--- Excerto do texto ---

Por vezes juntavam-se três ou quatro pregadores leigos, que iam dirigir o culto e pregar nas várias capelas metodistas da zona. Quando eu tinha a oportunidade, ia no carro com eles. Mas era para ouvir o meu pai – não os outros – porque assim sabia que não havia o risco de me cansar!

 

Nos últimos anos da sua vida, o meu pai leu coleções de sermões de Martyn Lloyd Jones, fator este que, se os tivesse conhecido mais cedo, teria contribuído para ele cultivar a arte de expor as Escrituras sistematicamente, por ordem das passagens, – arte esta que não era cultivada normalmente no meio metodista em que estávamos inseridos.

 

Após a minha conversão, nas férias da Universidade, fui convidado algumas vezes para pregar nas capelas metodistas em Cúmbria (na altura chamava-se Westmorland). Só não cheguei a fazer a preparação específica que o meu pai tinha feito mais de 50 anos antes e, por isso, não fui integrado oficialmente como pregador metodista. Mas, quando pregava, acontecia-me o mesmo que acontecia com ele. Percebi que, do púlpito, conseguia abrir o meu coração com as pessoas com mais facilidade do que no contacto direto. Ao mesmo tempo creio que, na minha juventude, terei dado evidência de um vício que de modo nenhum foi herdado dele: o desejo de manifestar nos meus sermões muita espiritualidade e «paixão profética». Acredito que não terá sido muito fácil as pessoas ouvirem um jovem com 19 ou 20 anos que se queria evidenciar desta maneira! Mesmo assim, acredito que, nas mãos do Senhor, estava a ser preparado para o que iria ser o meu principal ministério na vida, que era pregar.

---

O que se pede:
A: Repete sem alterações o trecho do relato sobre a pregação metodista que começa em "Por vezes juntavam-se" e segue até "que estávamos inseridos.".
B: Pega no relato sobre a pregação metodista a partir da última frase apresentada e continua a escrevê-lo.
Os dados não têm qualquer papel neste exercício.

--- Listagem ---

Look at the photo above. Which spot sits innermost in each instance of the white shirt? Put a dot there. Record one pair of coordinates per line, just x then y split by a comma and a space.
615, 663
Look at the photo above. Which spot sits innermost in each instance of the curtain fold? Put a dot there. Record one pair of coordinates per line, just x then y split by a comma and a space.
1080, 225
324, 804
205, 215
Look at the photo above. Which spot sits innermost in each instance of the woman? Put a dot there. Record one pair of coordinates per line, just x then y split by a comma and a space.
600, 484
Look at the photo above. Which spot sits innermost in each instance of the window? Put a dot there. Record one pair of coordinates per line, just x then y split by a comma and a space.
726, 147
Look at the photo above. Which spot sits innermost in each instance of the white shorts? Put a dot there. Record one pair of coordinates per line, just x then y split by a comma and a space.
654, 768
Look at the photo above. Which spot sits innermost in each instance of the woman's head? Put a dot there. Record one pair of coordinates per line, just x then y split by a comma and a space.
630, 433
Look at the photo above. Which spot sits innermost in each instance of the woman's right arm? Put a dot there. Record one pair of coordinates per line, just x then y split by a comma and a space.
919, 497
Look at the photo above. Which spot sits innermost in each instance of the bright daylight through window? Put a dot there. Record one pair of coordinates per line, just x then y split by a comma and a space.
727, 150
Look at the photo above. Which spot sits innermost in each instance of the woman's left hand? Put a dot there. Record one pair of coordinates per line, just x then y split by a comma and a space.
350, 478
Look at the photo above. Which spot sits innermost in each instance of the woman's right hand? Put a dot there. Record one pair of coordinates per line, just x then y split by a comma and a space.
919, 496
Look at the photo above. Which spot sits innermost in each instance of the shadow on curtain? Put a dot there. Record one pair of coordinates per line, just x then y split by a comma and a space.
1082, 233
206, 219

---

Respostas ao exercício:
A:
Por vezes juntavam-se três ou quatro pregadores leigos, que iam dirigir o culto e pregar nas várias capelas metodistas da zona. Quando eu tinha a oportunidade, ia no carro com eles. Mas era para ouvir o meu pai – não os outros – porque assim sabia que não havia o risco de me cansar!

 

Nos últimos anos da sua vida, o meu pai leu coleções de sermões de Martyn Lloyd Jones, fator este que, se os tivesse conhecido mais cedo, teria contribuído para ele cultivar a arte de expor as Escrituras sistematicamente, por ordem das passagens, – arte esta que não era cultivada normalmente no meio metodista em que estávamos inseridos.

B:
A preparação teológica que recebi a seguir, em Cambridge, era extremamente liberal. Professores e colegas por vezes evidenciavam a sua capacidade crítica superior, no sentido de falarem em termos bem claros acerca daquilo na Bíblia em que não acreditavam. Foi dura a luta que mantive para manter as minhas convicções perante essas pressões. Mas as ajudas que recebi de colegas crentes e professores visitantes de convicção evangélica foram muitas. Nunca achei que o púlpito era o lugar certo para evidenciar «conhecimentos superiores», que só poderiam prejudicar as convicções dos membros da congregação.

 

Quando fui trabalhar com o GBU em Espanha, em 1972, cheguei a ser convidado para pregar (em espanhol) em duas das igrejas evangélicas em Valência. Depois o meu compromisso em expor as Escrituras na Assembleia dos Irmãos em Salamanca (onde estive de 1973 a 1977), passou a ser regular. Em Coimbra, onde a Celeste e eu morámos durante alguns anos após o nosso casamento em 1977, também fui convidado a pregar na nossa igreja, a baptista. Em Cantanhede, entre 1989 e 1991, ajudámos a igreja de Coimbra a dar os primeiros passos na organização de uma Missão. O então obreiro, o angolano Costa Jamba Hossy, era um grande dinamizador, excelente na evangelização pessoal e no trabalho desportivo com jovens; a Celeste nos estudos bíblicos em lares; eu era a pessoa indicada para o ministério «do púlpito».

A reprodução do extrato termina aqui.